─── PASSAGE GIVEN

Tag Archives: cosmology


I am currently reading Three Roads to Quantum Gravity. I have just completed the first part of the book, which is a lengthy introduction. The author felt a strong need to prepare the reader’s mind for thinking about the universe differently from whatever misguided education and personal experience was filling his head.

Perhaps if I had not already read The End of Time: The Next Revolution in Physics, I would have needed this preparation. However, being already convinced that space and time are invalid concepts for properly describing reality, I felt perfectly at home with the author’s perspective.

Something I was unprepared for was the realization that objectivist epistemology may be overly constrained by its man-qua-man perspective. Scientists, who practice the Scientific Method, impose constraints on their thinking by considering themselves an objective observer. Those who do this cannot effectively practice the science of cosmology, because no such artificial (mystical) separation can be established between observer and universe.

Only man-qua-man can allow himself to be so easily fooled into thinking the world is as he himself sees it, and be convinced that this is an accurate view of reality. Only man-qua-ordinary-man would so easily accept space, entities, and their attributes to represent the true state of things, while changes in state are viewed as snapshots in time. Most men still believe that reality is organized into a three dimensional grid representing space, and an extra dimension of time. Even their inability to sense these alleged characteristics does not bother them. Ask them to show you space and time one day, and see how far they get trying to use existents to describe non-existents.

Man-qua-ordinary-man is in fact a mere fool. In order to understand cosmology, we must become man-qua-universe and think likewise.

[It might seem strange that a software architect would spend so much effort on cosmology. Cosmology and software architecture are actually similar. Cosmology and software architecture are both about studying the universe. Just as every ordinary cosmologist has failed to gain a proper understanding of the universe, by being unable to accept that he himself cannot be separated from it as objective observer, ordinary software architects are in the same bind.]

more galactic hurricanes

In an act of incredible hubris, I actually emailed my previous idea to Professor Lawrence Krauss, the author of Quintessence. Upon some reflection, I wonder just how idiotic my idea would appear to someone, who actually knows something about what he’s talking about. Let’s see if I get a response, and how small I can be made to feel. (In truth, the entire feeling thing is not applicable to me, so don’t worry. I am kidding about having any worries about such ridiculous things.)

──────

◆ DIRECTION 1:
Please pull out every line of the rows that contains the string "laptop".

─── GIVEN RECORDS

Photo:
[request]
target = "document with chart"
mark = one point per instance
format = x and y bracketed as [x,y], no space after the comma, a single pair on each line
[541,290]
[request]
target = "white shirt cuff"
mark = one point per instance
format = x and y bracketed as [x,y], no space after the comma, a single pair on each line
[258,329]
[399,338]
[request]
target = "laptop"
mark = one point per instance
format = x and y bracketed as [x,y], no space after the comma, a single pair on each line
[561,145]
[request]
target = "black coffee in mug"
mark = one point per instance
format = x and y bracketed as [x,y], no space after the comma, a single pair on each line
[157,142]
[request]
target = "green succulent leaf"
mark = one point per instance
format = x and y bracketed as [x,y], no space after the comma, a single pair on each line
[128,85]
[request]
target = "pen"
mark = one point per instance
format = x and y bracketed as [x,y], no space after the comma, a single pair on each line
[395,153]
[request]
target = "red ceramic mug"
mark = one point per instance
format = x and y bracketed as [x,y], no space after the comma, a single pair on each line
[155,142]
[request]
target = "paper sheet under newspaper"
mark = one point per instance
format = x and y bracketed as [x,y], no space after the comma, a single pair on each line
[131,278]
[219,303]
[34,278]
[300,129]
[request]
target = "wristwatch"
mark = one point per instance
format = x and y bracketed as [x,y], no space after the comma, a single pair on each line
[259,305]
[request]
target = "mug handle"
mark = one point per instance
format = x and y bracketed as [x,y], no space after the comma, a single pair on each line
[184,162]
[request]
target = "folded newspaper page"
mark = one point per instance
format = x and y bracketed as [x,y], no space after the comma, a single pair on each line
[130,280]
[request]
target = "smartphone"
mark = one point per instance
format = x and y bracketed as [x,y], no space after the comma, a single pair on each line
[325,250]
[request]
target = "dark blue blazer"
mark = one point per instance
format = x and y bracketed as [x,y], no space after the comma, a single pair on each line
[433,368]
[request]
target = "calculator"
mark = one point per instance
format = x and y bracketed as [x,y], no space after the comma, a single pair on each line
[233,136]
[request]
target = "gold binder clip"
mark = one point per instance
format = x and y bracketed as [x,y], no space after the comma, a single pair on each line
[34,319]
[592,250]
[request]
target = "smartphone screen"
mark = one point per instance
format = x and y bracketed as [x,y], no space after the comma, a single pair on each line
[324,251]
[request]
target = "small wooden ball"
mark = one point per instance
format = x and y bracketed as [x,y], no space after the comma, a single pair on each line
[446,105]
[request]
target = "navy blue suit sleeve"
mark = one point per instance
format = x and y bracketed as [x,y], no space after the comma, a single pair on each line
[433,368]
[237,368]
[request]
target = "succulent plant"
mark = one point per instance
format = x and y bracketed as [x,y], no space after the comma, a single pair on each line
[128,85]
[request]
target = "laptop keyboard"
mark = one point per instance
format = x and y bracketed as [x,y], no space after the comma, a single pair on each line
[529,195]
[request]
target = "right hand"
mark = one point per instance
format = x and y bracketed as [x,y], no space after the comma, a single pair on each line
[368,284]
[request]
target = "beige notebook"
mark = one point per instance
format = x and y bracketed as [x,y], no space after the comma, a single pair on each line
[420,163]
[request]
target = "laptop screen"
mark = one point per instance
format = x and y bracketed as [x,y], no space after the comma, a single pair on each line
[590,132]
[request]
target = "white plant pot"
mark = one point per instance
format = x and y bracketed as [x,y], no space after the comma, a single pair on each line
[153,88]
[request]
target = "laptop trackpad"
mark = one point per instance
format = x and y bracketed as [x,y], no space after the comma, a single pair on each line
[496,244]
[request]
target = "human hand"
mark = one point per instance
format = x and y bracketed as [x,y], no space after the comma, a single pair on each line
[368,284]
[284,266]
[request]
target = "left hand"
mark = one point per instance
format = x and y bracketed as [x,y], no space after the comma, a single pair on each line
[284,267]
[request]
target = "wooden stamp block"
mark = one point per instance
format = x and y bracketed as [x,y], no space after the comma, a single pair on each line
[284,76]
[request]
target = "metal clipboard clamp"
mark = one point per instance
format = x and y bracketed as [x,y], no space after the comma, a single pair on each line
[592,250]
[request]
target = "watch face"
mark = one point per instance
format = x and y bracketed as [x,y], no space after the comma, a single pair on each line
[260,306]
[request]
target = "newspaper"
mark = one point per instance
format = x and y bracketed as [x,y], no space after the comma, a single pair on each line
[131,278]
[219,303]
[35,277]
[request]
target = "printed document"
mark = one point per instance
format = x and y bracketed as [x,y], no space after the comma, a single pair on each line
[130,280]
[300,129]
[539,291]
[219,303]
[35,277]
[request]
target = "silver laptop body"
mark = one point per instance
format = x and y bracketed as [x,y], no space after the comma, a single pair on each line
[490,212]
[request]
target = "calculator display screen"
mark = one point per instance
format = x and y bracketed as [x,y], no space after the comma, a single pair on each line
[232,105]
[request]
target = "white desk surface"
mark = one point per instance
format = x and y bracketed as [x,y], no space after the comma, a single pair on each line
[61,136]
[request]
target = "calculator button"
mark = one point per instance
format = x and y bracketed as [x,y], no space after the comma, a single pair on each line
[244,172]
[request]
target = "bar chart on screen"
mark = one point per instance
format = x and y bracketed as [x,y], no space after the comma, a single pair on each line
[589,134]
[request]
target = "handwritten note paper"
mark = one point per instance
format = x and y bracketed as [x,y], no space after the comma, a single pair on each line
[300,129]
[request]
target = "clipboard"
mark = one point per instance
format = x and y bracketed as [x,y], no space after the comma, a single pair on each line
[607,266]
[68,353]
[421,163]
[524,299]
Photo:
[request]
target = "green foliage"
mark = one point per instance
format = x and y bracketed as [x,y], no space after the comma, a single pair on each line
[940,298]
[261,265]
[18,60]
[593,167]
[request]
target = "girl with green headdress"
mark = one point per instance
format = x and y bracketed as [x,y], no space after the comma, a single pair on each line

──────

◆ DIRECTION 2:
Write out everything in the cosmology post from "more galactic hurricanes" down to "such ridiculous things.)", swapping "hubris" for "arrogance".

◆ EXERCISE RESPONSE 1:
target = "laptop"
target = "laptop keyboard"
target = "laptop screen"
target = "laptop trackpad"
target = "silver laptop body"

◆ EXERCISE RESPONSE 2:
more galactic hurricanes

In an act of incredible arrogance, I actually emailed my previous idea to Professor Lawrence Krauss, the author of Quintessence. Upon some reflection, I wonder just how idiotic my idea would appear to someone, who actually knows something about what he’s talking about. Let’s see if I get a response, and how small I can be made to feel. (In truth, the entire feeling thing is not applicable to me, so don’t worry. I am kidding about having any worries about such ridiculous things.)